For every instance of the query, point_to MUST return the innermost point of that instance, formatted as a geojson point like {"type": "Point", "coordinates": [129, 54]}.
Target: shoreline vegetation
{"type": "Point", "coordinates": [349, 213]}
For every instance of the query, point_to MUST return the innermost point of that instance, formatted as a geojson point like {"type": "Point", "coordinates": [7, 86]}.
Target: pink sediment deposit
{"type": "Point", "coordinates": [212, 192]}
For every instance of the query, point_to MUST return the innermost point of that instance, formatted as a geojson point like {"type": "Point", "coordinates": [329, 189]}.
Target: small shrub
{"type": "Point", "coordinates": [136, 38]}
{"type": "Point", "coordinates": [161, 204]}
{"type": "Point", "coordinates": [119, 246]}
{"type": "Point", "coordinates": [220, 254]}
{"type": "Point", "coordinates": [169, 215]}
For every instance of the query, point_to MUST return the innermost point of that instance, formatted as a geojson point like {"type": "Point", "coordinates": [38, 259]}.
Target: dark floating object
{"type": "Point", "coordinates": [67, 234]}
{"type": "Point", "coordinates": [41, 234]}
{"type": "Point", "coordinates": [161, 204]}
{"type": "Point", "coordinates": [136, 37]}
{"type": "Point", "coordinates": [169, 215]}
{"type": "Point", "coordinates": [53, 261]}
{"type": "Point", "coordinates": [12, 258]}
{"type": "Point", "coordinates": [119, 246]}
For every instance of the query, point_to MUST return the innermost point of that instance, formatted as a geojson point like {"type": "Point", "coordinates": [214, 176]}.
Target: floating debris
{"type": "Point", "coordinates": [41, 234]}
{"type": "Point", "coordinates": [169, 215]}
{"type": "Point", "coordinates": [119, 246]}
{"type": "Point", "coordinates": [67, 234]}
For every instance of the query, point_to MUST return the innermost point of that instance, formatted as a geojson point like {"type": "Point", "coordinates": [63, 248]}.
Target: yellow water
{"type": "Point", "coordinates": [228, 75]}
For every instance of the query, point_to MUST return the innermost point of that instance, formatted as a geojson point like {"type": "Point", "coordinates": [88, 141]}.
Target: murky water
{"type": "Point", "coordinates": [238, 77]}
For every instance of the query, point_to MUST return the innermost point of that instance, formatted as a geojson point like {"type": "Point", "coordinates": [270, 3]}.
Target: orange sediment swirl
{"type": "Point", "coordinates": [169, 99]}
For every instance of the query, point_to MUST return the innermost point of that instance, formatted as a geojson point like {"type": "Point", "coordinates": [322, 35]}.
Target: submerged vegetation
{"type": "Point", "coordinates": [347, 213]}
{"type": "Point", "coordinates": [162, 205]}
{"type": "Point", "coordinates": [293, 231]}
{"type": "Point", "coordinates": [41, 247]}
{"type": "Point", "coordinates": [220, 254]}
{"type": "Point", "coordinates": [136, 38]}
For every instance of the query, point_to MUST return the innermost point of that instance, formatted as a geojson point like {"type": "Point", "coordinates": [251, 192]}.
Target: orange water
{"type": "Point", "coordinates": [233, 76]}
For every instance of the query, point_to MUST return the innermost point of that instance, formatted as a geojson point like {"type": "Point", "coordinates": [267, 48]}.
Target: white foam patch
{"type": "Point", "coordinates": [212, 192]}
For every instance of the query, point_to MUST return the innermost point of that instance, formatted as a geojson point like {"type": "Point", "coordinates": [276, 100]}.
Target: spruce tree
□ □ □
> WRITTEN PROBLEM
Repeat the records above exactly.

> RESPONSE TO THIS TASK
For every instance of the query, point_to MUST return the innermost point of that instance, formatted as a geojson point like {"type": "Point", "coordinates": [129, 54]}.
Target: shoreline vegetation
{"type": "Point", "coordinates": [349, 213]}
For every instance of the query, point_to MUST return the innermost point of that instance, formatted as a geojson point like {"type": "Point", "coordinates": [7, 86]}.
Target: pink sediment deposit
{"type": "Point", "coordinates": [212, 192]}
For every instance of the query, point_to MUST return the innermost point of that instance, formatted as a geojson point like {"type": "Point", "coordinates": [329, 189]}.
Target: small shrub
{"type": "Point", "coordinates": [136, 38]}
{"type": "Point", "coordinates": [161, 204]}
{"type": "Point", "coordinates": [119, 246]}
{"type": "Point", "coordinates": [220, 254]}
{"type": "Point", "coordinates": [169, 215]}
For every instance of the query, point_to MUST return the innermost point of that instance, formatted as a geojson point like {"type": "Point", "coordinates": [38, 259]}.
Target: dark floating object
{"type": "Point", "coordinates": [67, 234]}
{"type": "Point", "coordinates": [41, 234]}
{"type": "Point", "coordinates": [161, 204]}
{"type": "Point", "coordinates": [136, 37]}
{"type": "Point", "coordinates": [169, 215]}
{"type": "Point", "coordinates": [53, 261]}
{"type": "Point", "coordinates": [12, 258]}
{"type": "Point", "coordinates": [119, 246]}
For every instance of the query, point_to MUST return the innermost point of that instance, formatted as a geojson point like {"type": "Point", "coordinates": [214, 176]}.
Target: floating debris
{"type": "Point", "coordinates": [41, 234]}
{"type": "Point", "coordinates": [169, 215]}
{"type": "Point", "coordinates": [119, 246]}
{"type": "Point", "coordinates": [67, 234]}
For every instance of the query, point_to MUST return the innermost point of that instance, formatted as a geojson point like {"type": "Point", "coordinates": [63, 248]}.
Target: yellow water
{"type": "Point", "coordinates": [228, 75]}
For every instance of the query, point_to MUST return the innermost point of that instance, formatted as a geojson point like {"type": "Point", "coordinates": [88, 141]}.
Target: murky water
{"type": "Point", "coordinates": [238, 77]}
For every instance of the query, point_to MUST return the innermost point of that instance, formatted as a geojson point like {"type": "Point", "coordinates": [270, 3]}.
Target: orange sediment swirl
{"type": "Point", "coordinates": [169, 99]}
For every instance of the query, point_to MUST return the innermost point of that instance, formatted as a geojson point like {"type": "Point", "coordinates": [322, 35]}.
Target: submerged vegetation
{"type": "Point", "coordinates": [347, 213]}
{"type": "Point", "coordinates": [162, 205]}
{"type": "Point", "coordinates": [293, 231]}
{"type": "Point", "coordinates": [41, 247]}
{"type": "Point", "coordinates": [220, 254]}
{"type": "Point", "coordinates": [136, 38]}
For every instance of the query, point_to MUST return the innermost point of that instance, formatted as a geojson point like {"type": "Point", "coordinates": [251, 192]}.
Target: orange water
{"type": "Point", "coordinates": [233, 76]}
For every instance of the query, point_to MUST return the innermost point of that instance, formatted as a geojson point like {"type": "Point", "coordinates": [267, 48]}.
Target: white foam patch
{"type": "Point", "coordinates": [212, 192]}
For every instance of the query, point_to MUST return the innermost point of that instance, formatted as a geojson point like {"type": "Point", "coordinates": [276, 100]}.
Target: spruce tree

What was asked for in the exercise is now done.